▸ **Stated exercise**
Rewrite all of the following items, switching "one dot per instance" to "one point per instance" wherever it occurs and leaving everything else unchanged.

[Pointing dataset excerpts]
══════════════════════════════

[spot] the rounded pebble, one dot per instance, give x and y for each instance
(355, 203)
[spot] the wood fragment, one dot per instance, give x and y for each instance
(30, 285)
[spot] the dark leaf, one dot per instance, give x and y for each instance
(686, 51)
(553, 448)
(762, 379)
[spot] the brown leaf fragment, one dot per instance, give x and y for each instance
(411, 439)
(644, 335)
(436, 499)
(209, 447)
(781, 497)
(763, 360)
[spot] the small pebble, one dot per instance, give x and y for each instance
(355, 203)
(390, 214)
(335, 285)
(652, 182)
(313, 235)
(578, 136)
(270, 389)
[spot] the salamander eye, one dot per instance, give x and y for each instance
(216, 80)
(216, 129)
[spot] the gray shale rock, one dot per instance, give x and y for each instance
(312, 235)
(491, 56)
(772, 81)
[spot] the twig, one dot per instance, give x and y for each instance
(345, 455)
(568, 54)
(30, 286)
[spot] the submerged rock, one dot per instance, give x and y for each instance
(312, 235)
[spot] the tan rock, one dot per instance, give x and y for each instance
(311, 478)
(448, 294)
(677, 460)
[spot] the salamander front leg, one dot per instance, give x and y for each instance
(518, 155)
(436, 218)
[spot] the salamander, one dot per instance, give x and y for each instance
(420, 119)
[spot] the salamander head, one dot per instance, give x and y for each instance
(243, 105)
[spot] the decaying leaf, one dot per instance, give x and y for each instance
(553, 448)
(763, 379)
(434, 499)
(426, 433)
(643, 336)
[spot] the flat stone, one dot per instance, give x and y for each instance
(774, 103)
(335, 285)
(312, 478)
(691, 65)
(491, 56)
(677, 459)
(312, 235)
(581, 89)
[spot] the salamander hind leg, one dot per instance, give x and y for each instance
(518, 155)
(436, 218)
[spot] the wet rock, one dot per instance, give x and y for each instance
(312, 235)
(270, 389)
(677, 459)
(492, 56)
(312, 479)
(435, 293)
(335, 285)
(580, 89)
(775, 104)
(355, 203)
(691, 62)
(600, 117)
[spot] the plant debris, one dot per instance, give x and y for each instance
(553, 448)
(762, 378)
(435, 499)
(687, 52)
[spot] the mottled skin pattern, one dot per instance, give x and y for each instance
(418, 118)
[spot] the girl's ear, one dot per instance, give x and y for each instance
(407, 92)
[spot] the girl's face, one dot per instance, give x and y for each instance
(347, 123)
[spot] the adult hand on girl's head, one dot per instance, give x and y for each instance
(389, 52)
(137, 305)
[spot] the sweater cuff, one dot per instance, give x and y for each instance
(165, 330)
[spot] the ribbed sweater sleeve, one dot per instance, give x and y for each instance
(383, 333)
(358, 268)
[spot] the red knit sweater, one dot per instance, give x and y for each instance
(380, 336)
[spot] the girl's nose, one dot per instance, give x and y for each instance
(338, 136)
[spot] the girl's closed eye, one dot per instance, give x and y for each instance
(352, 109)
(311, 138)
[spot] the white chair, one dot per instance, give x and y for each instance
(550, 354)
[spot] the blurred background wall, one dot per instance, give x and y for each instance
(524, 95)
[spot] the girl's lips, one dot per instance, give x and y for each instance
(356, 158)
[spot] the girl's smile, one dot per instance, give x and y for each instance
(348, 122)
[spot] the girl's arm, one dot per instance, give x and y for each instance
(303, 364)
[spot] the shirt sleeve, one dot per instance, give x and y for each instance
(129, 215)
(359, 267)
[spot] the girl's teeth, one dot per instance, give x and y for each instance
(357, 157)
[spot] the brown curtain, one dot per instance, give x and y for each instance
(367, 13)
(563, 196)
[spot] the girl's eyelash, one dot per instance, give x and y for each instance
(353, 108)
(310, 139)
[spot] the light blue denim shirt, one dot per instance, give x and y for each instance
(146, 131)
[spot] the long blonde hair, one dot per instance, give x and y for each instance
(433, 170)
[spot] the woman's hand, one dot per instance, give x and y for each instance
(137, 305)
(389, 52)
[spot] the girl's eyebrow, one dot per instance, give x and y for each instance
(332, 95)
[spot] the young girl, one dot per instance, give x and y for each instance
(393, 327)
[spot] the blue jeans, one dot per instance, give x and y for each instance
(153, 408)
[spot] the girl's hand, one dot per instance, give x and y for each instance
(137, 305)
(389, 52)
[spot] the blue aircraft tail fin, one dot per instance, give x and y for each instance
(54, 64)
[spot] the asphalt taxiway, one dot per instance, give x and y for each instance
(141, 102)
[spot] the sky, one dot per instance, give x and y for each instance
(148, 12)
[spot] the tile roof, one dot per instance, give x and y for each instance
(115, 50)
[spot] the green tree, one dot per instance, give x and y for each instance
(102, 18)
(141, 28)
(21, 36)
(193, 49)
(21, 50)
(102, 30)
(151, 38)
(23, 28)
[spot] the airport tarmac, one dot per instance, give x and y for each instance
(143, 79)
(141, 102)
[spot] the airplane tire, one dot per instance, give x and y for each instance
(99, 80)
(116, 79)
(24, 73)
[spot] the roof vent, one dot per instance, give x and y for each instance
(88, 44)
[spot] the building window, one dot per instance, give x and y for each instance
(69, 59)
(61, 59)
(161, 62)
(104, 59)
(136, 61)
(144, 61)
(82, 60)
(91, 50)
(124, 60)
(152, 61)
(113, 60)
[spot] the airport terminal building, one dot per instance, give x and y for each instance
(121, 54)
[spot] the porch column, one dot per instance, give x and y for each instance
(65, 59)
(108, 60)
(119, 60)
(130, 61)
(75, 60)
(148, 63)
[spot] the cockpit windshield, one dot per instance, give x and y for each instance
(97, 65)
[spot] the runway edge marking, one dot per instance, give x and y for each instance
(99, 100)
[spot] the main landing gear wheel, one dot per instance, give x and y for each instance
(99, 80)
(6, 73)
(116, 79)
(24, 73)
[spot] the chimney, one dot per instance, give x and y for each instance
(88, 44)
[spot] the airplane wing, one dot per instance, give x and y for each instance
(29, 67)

══════════════════════════════

▸ **Final result**
[spot] the rounded pebble, one point per instance, give x and y for each instance
(355, 203)
[spot] the wood fragment, one point per instance, give x and y for each instance
(30, 285)
[spot] the dark leaf, one point per instance, give x and y for each instance
(686, 51)
(553, 448)
(762, 379)
[spot] the brown leaf fragment, one point per instance, give x and y for each instance
(411, 439)
(644, 335)
(436, 499)
(209, 447)
(781, 497)
(763, 360)
[spot] the small pebble, one point per instance, give x and y for each instance
(355, 203)
(390, 214)
(335, 285)
(652, 182)
(313, 235)
(578, 136)
(270, 389)
[spot] the salamander eye, one point per instance, give x and y for each instance
(216, 80)
(216, 129)
[spot] the gray shale rock, one point per instance, give x and y for each instance
(312, 235)
(491, 56)
(772, 81)
[spot] the twig, one point per instance, give x and y for each instance
(345, 455)
(568, 54)
(30, 286)
[spot] the submerged rock, one point per instance, give x and y for each instance
(312, 235)
[spot] the tan rock, one point per instance, give x and y for each instance
(311, 478)
(448, 294)
(677, 460)
[spot] the salamander front leg, one point per instance, give x and y for each instance
(518, 155)
(436, 218)
[spot] the salamander, one point per instance, give x and y for each instance
(420, 119)
[spot] the salamander head, one point per instance, give x and y for each instance
(243, 105)
[spot] the decaying leaf, one point per instance, give x and y for each instance
(553, 448)
(763, 379)
(434, 499)
(426, 433)
(643, 336)
[spot] the flat stone, one point per instance, give x and y for each instance
(774, 103)
(335, 285)
(312, 478)
(691, 65)
(491, 56)
(677, 459)
(312, 235)
(581, 89)
[spot] the salamander hind leg, one point per instance, give x and y for each instance
(518, 155)
(436, 218)
[spot] the wet rock, one point per instance, give x and y for each instance
(312, 235)
(270, 389)
(677, 459)
(492, 56)
(312, 479)
(435, 293)
(335, 285)
(580, 89)
(775, 104)
(355, 203)
(691, 62)
(600, 117)
[spot] the plant debris, one point per instance, give x and y for each instance
(553, 448)
(762, 378)
(435, 499)
(687, 52)
[spot] the mottled skin pattern, one point per instance, give x and y for each instance
(418, 118)
[spot] the girl's ear, one point per instance, give x and y for each instance
(407, 92)
[spot] the girl's face, one point per instance, give x and y for each instance
(347, 123)
[spot] the adult hand on girl's head, one point per instance, give x and y for each instance
(389, 52)
(137, 305)
[spot] the sweater cuff, one point per instance, give x and y for each instance
(165, 330)
[spot] the ribbed sweater sleeve, one point per instance, give x and y for each instance
(383, 333)
(358, 268)
[spot] the red knit sweater, one point per instance, give x and y for each instance
(380, 336)
[spot] the girl's nose, one point per instance, give x and y for each instance
(338, 136)
[spot] the girl's closed eye, one point per instance, give x and y for each instance
(352, 109)
(311, 138)
[spot] the white chair, one point per instance, give x and y for each instance
(550, 354)
[spot] the blurred background wall, one point per instance, give x and y for each instance
(524, 95)
[spot] the girl's lips, one point per instance, give x and y for each instance
(356, 158)
[spot] the girl's smile, one point per instance, give x and y for each instance
(348, 122)
[spot] the girl's arm, one point per instance, give x and y for each instance
(303, 364)
[spot] the shirt sleeve, one point per instance, give x and y for each instance
(129, 215)
(359, 267)
[spot] the girl's teeth, one point per instance, give x and y for each instance
(357, 157)
[spot] the brown curtain, one point per instance, give x and y for each instance
(367, 13)
(563, 196)
[spot] the girl's eyelash, one point per instance, give x and y for each instance
(353, 108)
(310, 139)
[spot] the light blue denim shirt, one point per instance, give x and y for each instance
(146, 131)
[spot] the long blonde hair, one point per instance, give x and y for each instance
(433, 170)
[spot] the woman's hand, one point per instance, give x and y for each instance
(137, 305)
(389, 52)
[spot] the girl's eyebrow, one point per instance, give x and y for each instance
(332, 95)
[spot] the young girl, one point per instance, give x and y for each instance
(393, 327)
[spot] the blue jeans, one point per instance, give x and y for each instance
(153, 408)
[spot] the girl's hand, one point per instance, give x and y for each instance
(137, 305)
(389, 52)
[spot] the blue aircraft tail fin, one point per instance, give x and y for each instance
(54, 64)
[spot] the asphalt taxiway, one point per instance, give x and y for each instance
(141, 102)
[spot] the sky, one point per instance, give x and y for each instance
(148, 12)
[spot] the tile roof, one point per instance, give x and y for each instance
(115, 50)
[spot] the green tree, one point per instance, give x and y for each instance
(102, 18)
(141, 28)
(21, 36)
(193, 49)
(21, 50)
(102, 30)
(151, 38)
(23, 28)
[spot] the airport tarmac, one point per instance, give x and y for each instance
(143, 79)
(141, 102)
[spot] the airplane tire, one point per instance, give x and y for each instance
(99, 80)
(116, 79)
(24, 73)
[spot] the roof vent, one point per instance, give x and y for each instance
(88, 44)
[spot] the building window, one point per instance, give x and y for each instance
(69, 59)
(61, 59)
(161, 62)
(104, 59)
(136, 61)
(144, 61)
(82, 60)
(91, 50)
(124, 60)
(152, 61)
(113, 60)
[spot] the airport terminal building, one point per instance, give x and y for each instance
(121, 54)
[spot] the porch column, one point per instance, give x and y for each instance
(65, 59)
(108, 60)
(119, 60)
(130, 61)
(75, 60)
(148, 63)
[spot] the cockpit windshield, one point per instance, give x and y for each instance
(97, 65)
[spot] the runway edge marking, one point per instance, give x and y for each instance
(99, 100)
[spot] the main landing gear wheel, one point per instance, give x and y for each instance
(99, 80)
(6, 73)
(116, 79)
(24, 73)
[spot] the chimney, one point per instance, give x and y for each instance
(88, 44)
[spot] the airplane wing, one point per instance, give x and y for each instance
(29, 67)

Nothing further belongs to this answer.